◆ TUS TAREAS
1 – Por favor, indica si cada afirmación concuerda con el fragmento sobre el imperialismo que aparece más abajo, responde sí o no y cita textualmente las palabras que lo deciden. (a) Los cambios de esa etapa se produjeron con lentitud. (b) Las potencias buscaron materias primas fuera de sus fronteras. (c) El imperialismo surgió como resultado de la industrialización.
2 – Prosigue el fragmento sobre el imperialismo a partir de su última oración.

El desenvolvimiento del siglo XIX al XX dispuso un período significativo en el devenir de los acontecimientos: una etapa agitada en la que se ocasionaron importantes cambios tecnológicos, económicos, políticos y sociales a una velocidad endiablada. Ya en las postrimerías del siglo XIX e inicios del XX, coligado a la Revolución Industrial, con el imperialismo hostigando a las puertas, surgió una nueva conceptuación de potencia mundial y una compleja maraña de relaciones. En este tiempo, la concentración de los intereses y pugnas de las grandes potencias por la dominación de explícitas áreas geoestratégicas hicieron inclinar la balanza mirando a Marruecos.
Y como resultante de la industrialización afloró el imperialismo y con ello el manejo de la fuerza militar, política y económica. Los actores predominantes debían buscar materias primas al margen de sus límites fronterizos, debido al aumento de la producción que inquietaba con finiquitar los recursos nacionales. Pero, para afianzar la producción hubieron de optimizar su posicionamiento geoestratégico, al objeto de regular los derroteros comerciales que conectaban las colonias y la metrópoli. De este modo, no cabía otra, las potencias se proyectaron a la expansión colonial.

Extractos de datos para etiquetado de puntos
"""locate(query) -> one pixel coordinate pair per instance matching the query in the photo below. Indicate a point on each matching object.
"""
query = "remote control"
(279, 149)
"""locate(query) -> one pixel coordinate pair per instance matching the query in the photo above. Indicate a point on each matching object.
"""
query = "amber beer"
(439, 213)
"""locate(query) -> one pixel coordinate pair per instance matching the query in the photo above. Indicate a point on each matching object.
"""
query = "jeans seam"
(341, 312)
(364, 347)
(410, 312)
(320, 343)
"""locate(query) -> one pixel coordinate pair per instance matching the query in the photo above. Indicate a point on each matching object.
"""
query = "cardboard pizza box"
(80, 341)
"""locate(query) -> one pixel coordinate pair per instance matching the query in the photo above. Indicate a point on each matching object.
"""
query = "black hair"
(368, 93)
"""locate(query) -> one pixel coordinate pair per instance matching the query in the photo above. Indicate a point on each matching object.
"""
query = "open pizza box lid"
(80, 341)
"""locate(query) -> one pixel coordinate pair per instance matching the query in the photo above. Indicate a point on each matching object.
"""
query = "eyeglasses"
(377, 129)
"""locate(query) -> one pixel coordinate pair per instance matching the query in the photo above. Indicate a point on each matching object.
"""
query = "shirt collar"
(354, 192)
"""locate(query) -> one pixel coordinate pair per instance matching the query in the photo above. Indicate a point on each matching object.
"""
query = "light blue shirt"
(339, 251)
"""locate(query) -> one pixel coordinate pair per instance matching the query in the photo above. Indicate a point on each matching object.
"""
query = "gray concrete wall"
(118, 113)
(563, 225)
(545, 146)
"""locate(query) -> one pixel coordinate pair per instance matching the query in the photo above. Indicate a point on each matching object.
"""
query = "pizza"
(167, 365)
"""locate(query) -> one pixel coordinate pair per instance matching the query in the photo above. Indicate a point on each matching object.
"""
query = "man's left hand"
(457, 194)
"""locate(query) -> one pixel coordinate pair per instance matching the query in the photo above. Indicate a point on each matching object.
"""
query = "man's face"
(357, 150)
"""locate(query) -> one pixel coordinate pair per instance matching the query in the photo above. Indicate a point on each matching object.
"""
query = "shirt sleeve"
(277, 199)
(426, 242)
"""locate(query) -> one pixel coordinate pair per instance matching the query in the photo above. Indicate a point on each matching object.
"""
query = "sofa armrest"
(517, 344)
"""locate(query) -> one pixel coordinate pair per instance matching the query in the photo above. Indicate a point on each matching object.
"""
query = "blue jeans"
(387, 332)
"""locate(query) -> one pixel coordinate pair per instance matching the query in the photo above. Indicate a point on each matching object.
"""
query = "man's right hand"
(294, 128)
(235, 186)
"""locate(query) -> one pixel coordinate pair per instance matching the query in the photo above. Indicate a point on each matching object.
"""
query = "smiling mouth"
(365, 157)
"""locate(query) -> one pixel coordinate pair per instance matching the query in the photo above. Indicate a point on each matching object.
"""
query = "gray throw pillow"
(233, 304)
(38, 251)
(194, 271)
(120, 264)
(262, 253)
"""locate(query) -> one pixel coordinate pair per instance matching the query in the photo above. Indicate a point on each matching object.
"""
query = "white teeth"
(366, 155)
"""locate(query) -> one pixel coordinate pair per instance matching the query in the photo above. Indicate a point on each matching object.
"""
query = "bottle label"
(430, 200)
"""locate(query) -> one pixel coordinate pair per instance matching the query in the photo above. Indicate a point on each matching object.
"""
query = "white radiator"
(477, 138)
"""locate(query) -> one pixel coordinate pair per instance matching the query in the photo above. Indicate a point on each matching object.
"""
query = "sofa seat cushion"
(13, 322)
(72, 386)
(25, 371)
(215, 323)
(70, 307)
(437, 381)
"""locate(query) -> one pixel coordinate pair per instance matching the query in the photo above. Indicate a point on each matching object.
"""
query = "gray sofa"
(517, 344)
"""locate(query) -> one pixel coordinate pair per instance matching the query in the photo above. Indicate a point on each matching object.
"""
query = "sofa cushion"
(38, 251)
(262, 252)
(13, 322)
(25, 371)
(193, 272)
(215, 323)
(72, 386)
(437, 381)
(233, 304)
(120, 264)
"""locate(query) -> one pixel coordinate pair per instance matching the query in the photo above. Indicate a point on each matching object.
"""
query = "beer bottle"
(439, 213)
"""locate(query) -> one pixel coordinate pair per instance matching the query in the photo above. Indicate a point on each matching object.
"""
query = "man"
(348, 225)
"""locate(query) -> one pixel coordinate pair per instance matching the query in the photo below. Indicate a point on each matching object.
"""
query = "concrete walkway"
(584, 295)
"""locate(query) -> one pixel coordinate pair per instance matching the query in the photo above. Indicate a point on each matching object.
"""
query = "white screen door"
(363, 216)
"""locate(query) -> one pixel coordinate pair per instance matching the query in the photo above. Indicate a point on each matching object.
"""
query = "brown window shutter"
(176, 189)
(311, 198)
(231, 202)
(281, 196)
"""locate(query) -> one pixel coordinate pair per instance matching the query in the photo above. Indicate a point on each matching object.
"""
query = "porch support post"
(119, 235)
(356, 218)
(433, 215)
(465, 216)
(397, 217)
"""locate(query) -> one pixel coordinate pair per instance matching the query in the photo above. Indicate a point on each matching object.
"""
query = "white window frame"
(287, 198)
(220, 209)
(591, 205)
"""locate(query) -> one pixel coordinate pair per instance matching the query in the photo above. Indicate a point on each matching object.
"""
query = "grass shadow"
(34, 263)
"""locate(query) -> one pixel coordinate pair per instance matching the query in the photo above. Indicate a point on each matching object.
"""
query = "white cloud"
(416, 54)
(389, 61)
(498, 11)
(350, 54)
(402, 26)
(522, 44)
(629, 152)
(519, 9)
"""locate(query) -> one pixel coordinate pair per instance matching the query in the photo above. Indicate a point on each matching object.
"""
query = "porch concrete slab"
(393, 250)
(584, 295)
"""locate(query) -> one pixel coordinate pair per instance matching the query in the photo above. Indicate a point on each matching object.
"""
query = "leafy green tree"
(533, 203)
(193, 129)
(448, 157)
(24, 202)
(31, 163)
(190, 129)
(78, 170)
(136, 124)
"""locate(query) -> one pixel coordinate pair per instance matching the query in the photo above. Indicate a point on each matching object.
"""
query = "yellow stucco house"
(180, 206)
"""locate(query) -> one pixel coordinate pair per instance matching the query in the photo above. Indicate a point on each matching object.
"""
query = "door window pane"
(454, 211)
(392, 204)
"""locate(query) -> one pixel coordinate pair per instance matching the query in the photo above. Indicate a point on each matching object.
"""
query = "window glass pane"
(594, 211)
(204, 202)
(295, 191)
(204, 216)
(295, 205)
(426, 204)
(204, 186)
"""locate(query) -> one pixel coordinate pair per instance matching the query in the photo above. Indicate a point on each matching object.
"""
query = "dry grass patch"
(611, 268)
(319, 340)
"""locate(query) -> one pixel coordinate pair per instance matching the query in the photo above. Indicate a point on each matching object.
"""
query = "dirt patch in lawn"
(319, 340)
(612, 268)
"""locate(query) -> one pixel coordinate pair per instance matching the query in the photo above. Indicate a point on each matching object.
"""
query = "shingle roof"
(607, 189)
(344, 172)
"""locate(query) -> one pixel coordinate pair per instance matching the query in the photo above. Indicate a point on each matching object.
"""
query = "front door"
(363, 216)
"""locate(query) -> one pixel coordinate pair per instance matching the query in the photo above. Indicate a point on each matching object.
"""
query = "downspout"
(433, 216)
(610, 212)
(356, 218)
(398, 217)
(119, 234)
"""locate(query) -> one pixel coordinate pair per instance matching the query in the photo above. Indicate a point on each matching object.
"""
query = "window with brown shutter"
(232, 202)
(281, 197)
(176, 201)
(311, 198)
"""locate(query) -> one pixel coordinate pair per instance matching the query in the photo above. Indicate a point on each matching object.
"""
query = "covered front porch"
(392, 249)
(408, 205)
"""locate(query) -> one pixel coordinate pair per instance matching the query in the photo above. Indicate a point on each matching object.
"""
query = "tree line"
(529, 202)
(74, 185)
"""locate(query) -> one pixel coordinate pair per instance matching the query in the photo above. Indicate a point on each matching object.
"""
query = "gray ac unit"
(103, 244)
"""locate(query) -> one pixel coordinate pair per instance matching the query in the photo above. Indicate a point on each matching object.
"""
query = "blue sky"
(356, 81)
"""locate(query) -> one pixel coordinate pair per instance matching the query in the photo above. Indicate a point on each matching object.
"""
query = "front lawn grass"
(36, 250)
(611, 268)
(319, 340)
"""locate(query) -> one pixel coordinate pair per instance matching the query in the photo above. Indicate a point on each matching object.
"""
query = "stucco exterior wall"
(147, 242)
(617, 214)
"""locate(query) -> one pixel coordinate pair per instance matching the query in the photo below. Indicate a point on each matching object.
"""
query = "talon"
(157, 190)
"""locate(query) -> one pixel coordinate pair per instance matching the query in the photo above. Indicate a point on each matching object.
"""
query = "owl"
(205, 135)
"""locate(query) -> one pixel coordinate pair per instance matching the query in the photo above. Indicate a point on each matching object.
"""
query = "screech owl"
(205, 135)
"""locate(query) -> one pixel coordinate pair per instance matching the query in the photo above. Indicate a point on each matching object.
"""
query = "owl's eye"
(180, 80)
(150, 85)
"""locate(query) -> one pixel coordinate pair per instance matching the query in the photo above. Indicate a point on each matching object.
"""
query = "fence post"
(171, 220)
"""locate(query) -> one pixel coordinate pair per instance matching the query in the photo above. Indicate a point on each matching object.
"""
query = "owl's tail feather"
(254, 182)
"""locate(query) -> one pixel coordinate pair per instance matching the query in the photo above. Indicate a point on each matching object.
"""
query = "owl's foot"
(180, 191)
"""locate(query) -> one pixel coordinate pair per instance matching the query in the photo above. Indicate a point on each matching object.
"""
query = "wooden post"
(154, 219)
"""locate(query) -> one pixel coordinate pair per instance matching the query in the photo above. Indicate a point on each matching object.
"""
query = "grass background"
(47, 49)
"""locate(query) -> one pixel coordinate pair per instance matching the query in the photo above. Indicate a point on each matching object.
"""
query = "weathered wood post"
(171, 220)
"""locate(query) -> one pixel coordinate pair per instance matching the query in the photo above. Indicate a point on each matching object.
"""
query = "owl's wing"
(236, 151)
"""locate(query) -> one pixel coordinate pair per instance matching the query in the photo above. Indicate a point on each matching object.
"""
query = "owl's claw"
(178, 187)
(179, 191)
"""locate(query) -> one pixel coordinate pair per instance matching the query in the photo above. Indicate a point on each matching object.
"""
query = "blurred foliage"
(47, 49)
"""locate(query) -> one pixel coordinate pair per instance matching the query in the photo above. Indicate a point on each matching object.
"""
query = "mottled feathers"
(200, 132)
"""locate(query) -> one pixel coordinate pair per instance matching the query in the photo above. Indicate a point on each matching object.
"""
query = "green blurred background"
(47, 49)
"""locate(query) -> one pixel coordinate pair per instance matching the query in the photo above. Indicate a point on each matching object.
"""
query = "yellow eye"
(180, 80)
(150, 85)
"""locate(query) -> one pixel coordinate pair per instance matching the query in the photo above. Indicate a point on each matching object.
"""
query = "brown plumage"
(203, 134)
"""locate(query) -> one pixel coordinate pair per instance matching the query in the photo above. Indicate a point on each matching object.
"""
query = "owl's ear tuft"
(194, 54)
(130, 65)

◆ RESULTADOS DE TAREAS
1 –
(a) No: «a una velocidad endiablada».
(b) Sí: «Los actores predominantes debían buscar materias primas al margen de sus límites fronterizos».
(c) Sí: «Y como resultante de la industrialización afloró el imperialismo».

2 –
La actitud, doctrina o acción que conduce al dominio de potencias como Francia, Inglaterra, Alemania o Bélgica, iría más allá de la búsqueda de materias primas en continentes como Asia o África y en algunos intervalos, conjeturaron la colonización de otros estados de orden secundario en el concierto internacional como es el caso de España. Ni que decir tiene, que a finales del siglo XIX, España era un país empeñado y quebrado que resultó colonizado por los capitales extranjeros.
Sería desde la segunda mitad del siglo XIX, cuando la demanda imponente de los recursos mineros encauzó hacia España los intereses de empresarios extranjeros, transformándola en su área de influencia. Mientras tanto, tanto Gran Bretaña como Francia, desplegaron un entramado capacitado para confrontar la banca y la industria española, logrando una ambiciosa influencia sobre el propio Estado y los políticos españoles. Así, el imperialismo se envalentonó en la década 1895-1905, conocido como la ‘década decisiva’.
En este intervalo histórico se originaron cambios sustanciales que, para bien, o para mal, alteraron las esferas de las relaciones internacionales y la manera de concebir la política a nivel mundial, fundamentalmente en tres matices sucintos.
Primero, la universalización de los encajes; segundo, el decaimiento de los estados latinos o la retrocesión de las naciones del sur, y tercero, el nuevo soporte de las relaciones internacionales.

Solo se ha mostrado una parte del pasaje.